• **Task requirements**: All entries, exactly as written, should be output again.

Items listed in a dataset:
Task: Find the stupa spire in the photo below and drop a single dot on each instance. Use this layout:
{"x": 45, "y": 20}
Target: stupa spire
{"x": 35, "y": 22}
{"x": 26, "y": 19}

• **Written answer**:
Task: Find the stupa spire in the photo below and drop a single dot on each instance. Use this layout:
{"x": 45, "y": 20}
Target: stupa spire
{"x": 35, "y": 22}
{"x": 26, "y": 19}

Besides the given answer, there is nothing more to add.